Kısa Soru A:
Aşağıdaki Danıştay kararının özetine göre dava hangi istemle açılmıştır? Bir ila üç cümleyle açıklayın.
Kısa Soru B:
Aşağıdaki Danıştay kararına göre şu soruları yanıtlayın:
(i) Kararın esas numarası nedir?
(ii) Temyiz edenler kimlerdir?
(iii) Karar hangi tarihte verilmiştir?

Danıştay Kararı Vergi Dava Daireleri Kurulu 2008/23 E. 2009/455 K. 23.10.2009 T.

Vergi Dava Daireleri Kurulu         2008/23 E.  ,  2009/455 K.
T.C.
D A N I Ş T A Y
VERGİ DAVA DAİRELERİ KURULU
Esas No: 2008/23
Karar No: 2009/455

Temyiz Edenler: 1- Maliye Bakanlığı
2- … Vergi Dairesi Müdürlüğü
Karşı Taraf: …
Vekili: …

İstemin Özeti: İhtirazi kayıtla ödenen katma değer vergisinin iadesi istemiyle Maliye Bakanlığına yapılan şikayet başvurusunun zımnen reddine ilişkin işlemin iptali ile fazladan ödenen verginin yasal faiziyle birlikte iadesi istemiyle dava açılmıştır.

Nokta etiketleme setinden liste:
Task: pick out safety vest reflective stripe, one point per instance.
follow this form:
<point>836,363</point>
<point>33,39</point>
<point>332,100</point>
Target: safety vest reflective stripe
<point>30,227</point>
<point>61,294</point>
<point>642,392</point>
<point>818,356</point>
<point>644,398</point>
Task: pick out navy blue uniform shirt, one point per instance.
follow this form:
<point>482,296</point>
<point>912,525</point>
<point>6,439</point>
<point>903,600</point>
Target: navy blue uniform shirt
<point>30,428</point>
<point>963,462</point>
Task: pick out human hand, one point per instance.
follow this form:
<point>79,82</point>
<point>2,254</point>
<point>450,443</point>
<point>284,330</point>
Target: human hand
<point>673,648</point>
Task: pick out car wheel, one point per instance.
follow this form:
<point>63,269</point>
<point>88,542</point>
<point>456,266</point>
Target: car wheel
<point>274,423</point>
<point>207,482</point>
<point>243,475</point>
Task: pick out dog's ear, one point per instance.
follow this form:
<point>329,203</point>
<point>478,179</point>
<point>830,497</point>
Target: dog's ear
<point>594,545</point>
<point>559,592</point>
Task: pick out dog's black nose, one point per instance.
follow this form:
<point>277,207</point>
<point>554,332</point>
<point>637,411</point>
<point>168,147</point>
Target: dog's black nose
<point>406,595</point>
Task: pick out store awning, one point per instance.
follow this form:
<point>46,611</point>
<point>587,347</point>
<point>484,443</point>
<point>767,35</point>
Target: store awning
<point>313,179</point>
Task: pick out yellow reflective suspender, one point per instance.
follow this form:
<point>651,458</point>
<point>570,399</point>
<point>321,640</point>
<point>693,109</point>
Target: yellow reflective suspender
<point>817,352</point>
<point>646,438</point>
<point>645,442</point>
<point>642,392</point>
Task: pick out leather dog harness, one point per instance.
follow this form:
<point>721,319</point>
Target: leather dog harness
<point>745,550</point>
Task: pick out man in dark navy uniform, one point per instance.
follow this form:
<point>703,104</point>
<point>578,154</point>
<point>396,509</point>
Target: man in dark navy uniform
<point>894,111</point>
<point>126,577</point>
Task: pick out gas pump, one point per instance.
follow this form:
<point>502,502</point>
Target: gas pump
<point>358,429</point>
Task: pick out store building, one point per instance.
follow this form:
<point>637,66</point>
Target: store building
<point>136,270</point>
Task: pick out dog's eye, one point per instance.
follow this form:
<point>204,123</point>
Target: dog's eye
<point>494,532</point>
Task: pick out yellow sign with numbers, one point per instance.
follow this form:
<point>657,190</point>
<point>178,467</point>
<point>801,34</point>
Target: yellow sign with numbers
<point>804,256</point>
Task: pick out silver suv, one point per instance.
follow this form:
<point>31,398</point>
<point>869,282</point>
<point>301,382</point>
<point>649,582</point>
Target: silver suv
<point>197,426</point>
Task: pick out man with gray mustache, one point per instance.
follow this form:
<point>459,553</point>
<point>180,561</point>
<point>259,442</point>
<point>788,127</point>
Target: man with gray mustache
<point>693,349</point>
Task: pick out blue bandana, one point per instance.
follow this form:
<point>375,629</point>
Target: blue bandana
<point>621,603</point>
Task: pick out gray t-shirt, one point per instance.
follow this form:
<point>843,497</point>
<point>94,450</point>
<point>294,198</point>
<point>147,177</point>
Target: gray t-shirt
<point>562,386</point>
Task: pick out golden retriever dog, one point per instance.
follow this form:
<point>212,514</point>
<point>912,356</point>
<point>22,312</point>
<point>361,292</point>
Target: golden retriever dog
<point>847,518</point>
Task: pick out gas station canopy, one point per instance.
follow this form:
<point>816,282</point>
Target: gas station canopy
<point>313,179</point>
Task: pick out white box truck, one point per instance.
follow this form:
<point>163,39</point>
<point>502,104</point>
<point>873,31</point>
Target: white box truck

Görev Yanıtı A:
Dava, ihtirazi kayıtla ödenen katma değer vergisinin iadesi için Maliye Bakanlığına yapılan şikayet başvurusunun zımnen reddine ilişkin işlemin iptali istemiyle açılmıştır. Ayrıca fazladan ödenen verginin yasal faiziyle birlikte iadesi istenmiştir.

Görev Yanıtı B:
(i) 2008/23
(ii) Maliye Bakanlığı ve … Vergi Dairesi Müdürlüğü
(iii) 23.10.2009